### SUPPLIED PASSAGE
+ + + +

By: Virginia Iversen M.Ed
As many of us begin to settle back into our regular routine after a busy holiday season, we may be confronted with the reality of implementing the New Year's resolutions that we made a few weeks ago into the fabric of our lives. It is not uncommon for many Yogis and Yoginis to make New Year's resolutions that are quite far-reaching and beautiful, but difficult to obtain. For example, you may have made a resolution for the year to come to practice Yoga everyday for one hour and to meditate each morning before work for an hour. However, you may be encountering difficulty as you try to implement these resolutions into your own life on a daily basis.
Many Yoga students and teachers are very committed to incorporating the diverse practices of Yoga into their daily lives. However, many Yoga practitioners also have other obligations, such as professional and family responsibilities. At times, these other obligations may make it difficult to spend enough time "on the mat." If this is the case for you, one way to prioritize your time is to clarify the truth of what you really need in your own life. For some Yoga practitioners, having the time to spend a full hour or more each day on their Yoga mat is critical to their well-being. For others, spending 15 minutes a day in quiet contemplation and doing 30 minutes or less of moderate Yoga poses provide enough rejuvenation for them on most days.
Ultimately you must be the one to decide what nourishes you the most deeply in your own life. According to a number of ancient Yogic texts, integrating the awareness and practice of Satya into your daily life is one of the keys to cultivating happiness and peace in your own being. The Sanskrit term "Satya” is translated to mean absolute truth or the reality of ultimate truth. In practice, by implementing both an awareness and honoring of your own internal sense of truth, you will align your thoughts, words, and actions in a seamless and coherent way into your own life.

+ + + +

[Location annotation dataset excerpts]
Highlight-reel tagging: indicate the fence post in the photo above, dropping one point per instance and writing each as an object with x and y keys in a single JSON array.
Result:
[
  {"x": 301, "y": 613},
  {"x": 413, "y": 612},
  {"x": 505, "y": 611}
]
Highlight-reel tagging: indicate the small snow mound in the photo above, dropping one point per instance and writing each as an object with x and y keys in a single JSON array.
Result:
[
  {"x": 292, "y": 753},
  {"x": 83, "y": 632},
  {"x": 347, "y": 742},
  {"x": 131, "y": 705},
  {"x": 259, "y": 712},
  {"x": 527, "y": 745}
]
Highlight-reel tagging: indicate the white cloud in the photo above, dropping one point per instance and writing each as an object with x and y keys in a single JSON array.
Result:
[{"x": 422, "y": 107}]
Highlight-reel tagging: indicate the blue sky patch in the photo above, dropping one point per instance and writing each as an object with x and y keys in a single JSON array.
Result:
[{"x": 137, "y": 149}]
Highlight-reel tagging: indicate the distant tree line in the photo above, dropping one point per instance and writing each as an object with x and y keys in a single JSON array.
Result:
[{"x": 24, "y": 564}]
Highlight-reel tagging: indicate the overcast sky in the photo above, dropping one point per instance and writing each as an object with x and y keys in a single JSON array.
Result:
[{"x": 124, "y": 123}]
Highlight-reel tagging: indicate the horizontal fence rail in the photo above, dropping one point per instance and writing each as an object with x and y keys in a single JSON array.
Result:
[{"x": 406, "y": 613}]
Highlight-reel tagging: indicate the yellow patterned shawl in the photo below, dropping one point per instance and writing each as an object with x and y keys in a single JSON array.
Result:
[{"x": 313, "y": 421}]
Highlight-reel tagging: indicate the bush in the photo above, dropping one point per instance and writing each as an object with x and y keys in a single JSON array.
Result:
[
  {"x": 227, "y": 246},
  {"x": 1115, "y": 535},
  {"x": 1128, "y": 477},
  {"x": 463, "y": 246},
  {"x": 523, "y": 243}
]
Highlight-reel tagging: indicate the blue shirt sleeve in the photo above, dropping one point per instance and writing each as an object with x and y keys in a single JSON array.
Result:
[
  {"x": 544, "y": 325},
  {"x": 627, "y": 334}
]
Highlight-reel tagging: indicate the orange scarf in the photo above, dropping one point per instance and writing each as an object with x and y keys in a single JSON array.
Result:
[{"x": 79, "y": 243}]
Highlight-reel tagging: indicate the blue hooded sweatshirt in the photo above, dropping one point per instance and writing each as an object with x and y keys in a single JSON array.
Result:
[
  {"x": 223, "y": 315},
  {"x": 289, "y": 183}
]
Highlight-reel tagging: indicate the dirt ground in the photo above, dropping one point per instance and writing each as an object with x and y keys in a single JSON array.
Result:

+ + + +

### GIVEN EXERCISE
Pick up the passage on Yoga resolutions and Satya after its last sentence and continue it.

### OUTPUT FOR THIS TASK
The Vedic concept of Dharma is closely related to that of Satya in the Yogic scriptures. In the Taittiriya Upanishad, a spiritual seeker is advised to conduct him or herself according to the Dharma and to only speak the truth. In this context, Dharma refers to an underlying sense of morality and ethical behavior, according to the laws of one's land. In the Mundaka Upanishad, it is said that truth alone is triumphant, not unreality. In other words, by aligning one's thoughts, speech and action in an honest way, according to one's own internal sense of truth and duty in the world, much confusion, frustration and anxiety will be alleviated in your life.
If you are a Yoga student and you were just becoming acquainted with the concepts of Satya and Dharma, remember to be gentle with yourself, as you contemplate your progress in implementing these concepts into your own life. If you find that you not speaking your own truth in a variety of situations, this is a good place to start to become aware of that discordance; for example, if you feel uncomfortable speaking your truth to friends, family or work associates, you may wish to begin to uncover your own true feeling by writing your thoughts in a private journal. Once you begin to identify what your own internal truth really is, it will be much easier to align your thoughts, speech and actions.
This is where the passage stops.